Instruction: Write the line that includes "Spot the road" and all subsequent lines, exactly as written, and nothing more.
=== Data excerpts ===
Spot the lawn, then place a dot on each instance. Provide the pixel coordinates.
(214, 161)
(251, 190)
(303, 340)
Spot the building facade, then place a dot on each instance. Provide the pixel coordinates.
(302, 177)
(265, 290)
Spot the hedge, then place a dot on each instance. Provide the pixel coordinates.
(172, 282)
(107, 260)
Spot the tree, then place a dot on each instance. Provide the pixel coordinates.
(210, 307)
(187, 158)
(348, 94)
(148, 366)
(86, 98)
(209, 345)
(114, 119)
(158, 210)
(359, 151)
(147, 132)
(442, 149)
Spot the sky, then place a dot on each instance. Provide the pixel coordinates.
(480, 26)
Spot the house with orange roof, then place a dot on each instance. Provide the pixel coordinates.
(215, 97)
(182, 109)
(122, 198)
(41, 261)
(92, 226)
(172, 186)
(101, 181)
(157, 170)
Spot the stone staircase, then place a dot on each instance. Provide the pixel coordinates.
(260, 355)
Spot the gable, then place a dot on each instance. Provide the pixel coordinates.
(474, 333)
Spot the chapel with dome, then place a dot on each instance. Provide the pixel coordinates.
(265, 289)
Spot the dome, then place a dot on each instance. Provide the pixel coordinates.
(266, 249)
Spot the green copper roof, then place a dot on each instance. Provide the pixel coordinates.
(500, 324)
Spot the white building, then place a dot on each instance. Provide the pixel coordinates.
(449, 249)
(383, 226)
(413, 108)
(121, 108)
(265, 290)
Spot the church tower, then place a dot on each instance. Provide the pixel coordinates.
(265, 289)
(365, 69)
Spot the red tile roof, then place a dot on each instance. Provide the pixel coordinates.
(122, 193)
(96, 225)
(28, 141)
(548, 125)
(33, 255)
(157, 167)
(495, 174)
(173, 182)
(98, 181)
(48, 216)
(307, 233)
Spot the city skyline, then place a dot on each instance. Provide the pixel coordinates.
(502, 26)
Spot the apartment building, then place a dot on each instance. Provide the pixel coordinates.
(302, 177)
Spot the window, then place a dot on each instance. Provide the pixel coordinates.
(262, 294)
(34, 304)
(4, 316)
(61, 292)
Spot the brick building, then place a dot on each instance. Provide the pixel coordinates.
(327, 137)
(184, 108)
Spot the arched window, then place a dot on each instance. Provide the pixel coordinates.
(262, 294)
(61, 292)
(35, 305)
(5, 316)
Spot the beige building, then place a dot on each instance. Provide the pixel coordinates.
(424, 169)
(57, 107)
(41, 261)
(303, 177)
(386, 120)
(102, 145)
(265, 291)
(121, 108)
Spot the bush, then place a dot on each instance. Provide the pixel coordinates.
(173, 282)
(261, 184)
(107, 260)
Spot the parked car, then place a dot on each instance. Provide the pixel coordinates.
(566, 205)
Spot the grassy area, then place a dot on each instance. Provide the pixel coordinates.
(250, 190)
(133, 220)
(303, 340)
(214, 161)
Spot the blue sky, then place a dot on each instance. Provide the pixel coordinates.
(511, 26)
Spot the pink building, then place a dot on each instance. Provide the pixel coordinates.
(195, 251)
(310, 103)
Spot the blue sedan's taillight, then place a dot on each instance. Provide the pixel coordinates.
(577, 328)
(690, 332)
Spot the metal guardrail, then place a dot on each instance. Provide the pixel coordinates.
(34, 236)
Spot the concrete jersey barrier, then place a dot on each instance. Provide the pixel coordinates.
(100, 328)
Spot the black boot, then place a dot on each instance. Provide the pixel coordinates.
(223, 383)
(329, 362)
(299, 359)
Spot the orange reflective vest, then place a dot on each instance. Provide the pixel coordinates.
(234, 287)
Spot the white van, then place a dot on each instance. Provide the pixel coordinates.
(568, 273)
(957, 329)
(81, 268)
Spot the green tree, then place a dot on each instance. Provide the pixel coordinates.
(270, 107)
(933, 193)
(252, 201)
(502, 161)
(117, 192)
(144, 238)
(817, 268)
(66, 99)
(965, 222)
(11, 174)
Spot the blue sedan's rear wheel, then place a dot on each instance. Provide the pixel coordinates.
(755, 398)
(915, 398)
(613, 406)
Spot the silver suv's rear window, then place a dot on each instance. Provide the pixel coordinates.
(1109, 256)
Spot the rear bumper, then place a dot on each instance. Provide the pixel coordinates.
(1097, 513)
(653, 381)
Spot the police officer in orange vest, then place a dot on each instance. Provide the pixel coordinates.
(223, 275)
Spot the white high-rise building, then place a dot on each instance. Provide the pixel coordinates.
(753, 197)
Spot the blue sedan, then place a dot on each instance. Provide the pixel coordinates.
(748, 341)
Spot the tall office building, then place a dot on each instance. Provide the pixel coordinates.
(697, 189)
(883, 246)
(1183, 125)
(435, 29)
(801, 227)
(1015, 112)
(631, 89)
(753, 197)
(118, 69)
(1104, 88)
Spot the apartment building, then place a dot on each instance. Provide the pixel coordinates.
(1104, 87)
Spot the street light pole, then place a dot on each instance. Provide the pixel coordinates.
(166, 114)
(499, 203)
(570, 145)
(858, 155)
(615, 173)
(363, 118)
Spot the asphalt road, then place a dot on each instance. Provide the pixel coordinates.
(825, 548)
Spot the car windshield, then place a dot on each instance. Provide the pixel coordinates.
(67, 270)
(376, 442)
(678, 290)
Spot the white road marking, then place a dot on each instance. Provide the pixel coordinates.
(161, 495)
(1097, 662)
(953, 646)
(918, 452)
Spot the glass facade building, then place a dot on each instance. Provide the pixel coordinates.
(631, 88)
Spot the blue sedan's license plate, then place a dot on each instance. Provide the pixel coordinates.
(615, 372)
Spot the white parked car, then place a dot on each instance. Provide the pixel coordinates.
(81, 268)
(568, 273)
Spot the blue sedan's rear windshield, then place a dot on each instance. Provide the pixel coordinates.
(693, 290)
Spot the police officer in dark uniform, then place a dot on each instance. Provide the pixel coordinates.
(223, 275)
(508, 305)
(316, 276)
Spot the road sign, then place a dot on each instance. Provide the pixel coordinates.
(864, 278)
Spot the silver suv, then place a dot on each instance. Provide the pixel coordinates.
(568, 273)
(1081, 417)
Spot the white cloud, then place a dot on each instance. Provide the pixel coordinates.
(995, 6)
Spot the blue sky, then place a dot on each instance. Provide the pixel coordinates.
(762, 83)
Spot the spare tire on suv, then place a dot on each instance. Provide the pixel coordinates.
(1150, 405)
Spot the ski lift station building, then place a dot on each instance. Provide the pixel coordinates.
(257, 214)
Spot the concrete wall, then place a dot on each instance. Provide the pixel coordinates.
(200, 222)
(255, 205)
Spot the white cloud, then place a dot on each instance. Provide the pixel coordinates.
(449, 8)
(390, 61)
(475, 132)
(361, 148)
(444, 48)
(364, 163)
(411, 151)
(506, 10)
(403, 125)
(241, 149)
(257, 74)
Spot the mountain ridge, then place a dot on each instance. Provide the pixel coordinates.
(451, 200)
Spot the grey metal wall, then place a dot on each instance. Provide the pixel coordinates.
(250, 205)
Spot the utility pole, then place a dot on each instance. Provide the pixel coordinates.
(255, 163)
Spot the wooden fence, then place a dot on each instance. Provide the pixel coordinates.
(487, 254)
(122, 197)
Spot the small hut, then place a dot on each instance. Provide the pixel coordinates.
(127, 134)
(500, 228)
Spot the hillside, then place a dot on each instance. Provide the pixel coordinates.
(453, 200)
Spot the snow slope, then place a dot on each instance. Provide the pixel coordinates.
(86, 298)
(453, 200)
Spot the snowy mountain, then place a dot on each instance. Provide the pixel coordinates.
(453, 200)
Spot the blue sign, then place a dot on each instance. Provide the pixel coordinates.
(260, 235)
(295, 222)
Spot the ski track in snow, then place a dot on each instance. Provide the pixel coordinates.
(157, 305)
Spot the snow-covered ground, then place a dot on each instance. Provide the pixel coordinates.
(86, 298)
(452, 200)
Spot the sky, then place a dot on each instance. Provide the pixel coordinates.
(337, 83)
===
Written solution:
Spot the road sign, then place a dot on each instance. Provide the pixel coordinates.
(864, 278)
Spot the silver suv, then place a dot on each instance. Provide the pixel coordinates.
(568, 273)
(1081, 417)
Spot the white cloud, then place a dot on each instance. Provide the pixel coordinates.
(995, 6)
Spot the blue sky, then place a dot on each instance. Provide the pixel coordinates.
(762, 83)
Spot the spare tire on suv, then place a dot on each instance. Provide the pixel coordinates.
(1150, 405)
Spot the ski lift station building, then place a dot on each instance. Provide the pixel coordinates.
(257, 214)
Spot the concrete wall, then place a dot on each instance. Provide the pixel coordinates.
(200, 222)
(255, 205)
Spot the white cloud, then place a dot on each instance. Provide the pixel coordinates.
(449, 8)
(390, 61)
(475, 132)
(361, 148)
(444, 48)
(364, 163)
(411, 151)
(506, 10)
(403, 125)
(241, 149)
(257, 74)
Spot the mountain ridge, then place a dot on each instance. Provide the pixel coordinates.
(451, 200)
Spot the grey metal wall, then place a dot on each instance. Provide the pixel coordinates.
(250, 205)
Spot the utility pole, then place a dot on each instance. Provide the pixel coordinates.
(255, 163)
Spot the wooden fence, then place a dot on each instance. Provide the pixel coordinates.
(487, 254)
(122, 197)
Spot the small hut, then place a dot on each instance. Provide the pixel coordinates.
(127, 134)
(500, 228)
Spot the hillside, then place a dot on each instance. Provide the pixel coordinates.
(453, 200)
Spot the snow slope, then place a dot on each instance. Provide the pixel coordinates.
(86, 298)
(453, 200)
Spot the snowy mountain, then place a dot on each instance. Provide the pixel coordinates.
(453, 200)
Spot the blue sign, then place a dot on each instance. Provide the pixel coordinates.
(260, 235)
(295, 222)
Spot the ski track in snow, then place a dot on each instance. Provide the pixel coordinates.
(157, 305)
Spot the snow-covered ground, then place a dot on each instance. Provide the pixel coordinates.
(86, 298)
(452, 200)
Spot the sky, then place a dot on each instance. Provide the pixel coordinates.
(337, 83)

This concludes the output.